About this task – Write out every line from the listing below where the string "thin" is found.

Exercise data –
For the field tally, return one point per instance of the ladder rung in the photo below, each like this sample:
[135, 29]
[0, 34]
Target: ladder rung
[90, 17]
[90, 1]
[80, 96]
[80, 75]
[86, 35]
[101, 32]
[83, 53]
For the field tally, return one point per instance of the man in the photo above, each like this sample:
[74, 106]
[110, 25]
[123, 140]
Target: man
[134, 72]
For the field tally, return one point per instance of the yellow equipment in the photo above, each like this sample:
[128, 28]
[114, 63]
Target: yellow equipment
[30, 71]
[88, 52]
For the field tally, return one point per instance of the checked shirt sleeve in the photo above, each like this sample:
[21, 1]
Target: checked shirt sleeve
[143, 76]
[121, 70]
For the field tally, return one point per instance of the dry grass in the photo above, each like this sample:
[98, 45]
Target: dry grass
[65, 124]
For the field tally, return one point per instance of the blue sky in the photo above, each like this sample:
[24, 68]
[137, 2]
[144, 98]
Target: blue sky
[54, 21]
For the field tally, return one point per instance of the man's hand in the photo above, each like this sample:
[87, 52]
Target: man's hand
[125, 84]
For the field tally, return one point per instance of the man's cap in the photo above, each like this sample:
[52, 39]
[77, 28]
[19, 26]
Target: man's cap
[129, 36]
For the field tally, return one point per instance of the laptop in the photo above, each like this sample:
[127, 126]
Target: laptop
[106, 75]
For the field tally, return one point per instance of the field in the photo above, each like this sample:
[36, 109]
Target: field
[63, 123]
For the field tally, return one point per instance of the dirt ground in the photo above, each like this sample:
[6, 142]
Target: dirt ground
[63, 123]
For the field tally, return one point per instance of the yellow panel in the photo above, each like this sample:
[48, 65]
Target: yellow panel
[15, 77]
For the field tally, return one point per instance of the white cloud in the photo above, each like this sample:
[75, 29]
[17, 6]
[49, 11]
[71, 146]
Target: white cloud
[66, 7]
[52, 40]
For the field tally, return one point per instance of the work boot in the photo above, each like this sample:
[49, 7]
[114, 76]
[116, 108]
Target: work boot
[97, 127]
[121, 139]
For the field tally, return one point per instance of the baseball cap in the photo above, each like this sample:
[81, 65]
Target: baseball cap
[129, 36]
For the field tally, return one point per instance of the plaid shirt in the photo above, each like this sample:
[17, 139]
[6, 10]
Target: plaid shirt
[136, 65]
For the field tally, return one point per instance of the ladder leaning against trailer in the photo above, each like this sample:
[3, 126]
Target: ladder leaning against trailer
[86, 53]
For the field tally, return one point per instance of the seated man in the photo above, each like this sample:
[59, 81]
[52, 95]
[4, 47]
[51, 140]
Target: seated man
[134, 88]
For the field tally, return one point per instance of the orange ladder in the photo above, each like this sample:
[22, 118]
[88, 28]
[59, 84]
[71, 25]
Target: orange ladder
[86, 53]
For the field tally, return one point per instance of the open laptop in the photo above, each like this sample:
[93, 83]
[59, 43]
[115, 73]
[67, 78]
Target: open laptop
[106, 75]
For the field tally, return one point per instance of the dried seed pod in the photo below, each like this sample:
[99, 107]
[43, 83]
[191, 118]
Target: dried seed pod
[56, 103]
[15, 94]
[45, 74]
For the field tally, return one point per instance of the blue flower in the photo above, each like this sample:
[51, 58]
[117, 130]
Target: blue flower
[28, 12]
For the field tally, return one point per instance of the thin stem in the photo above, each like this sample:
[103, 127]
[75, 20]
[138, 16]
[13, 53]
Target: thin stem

Response to the exercise –
For the field tally, return one point per instance of the thin stem in the photo above, each like this sample:
Target: thin stem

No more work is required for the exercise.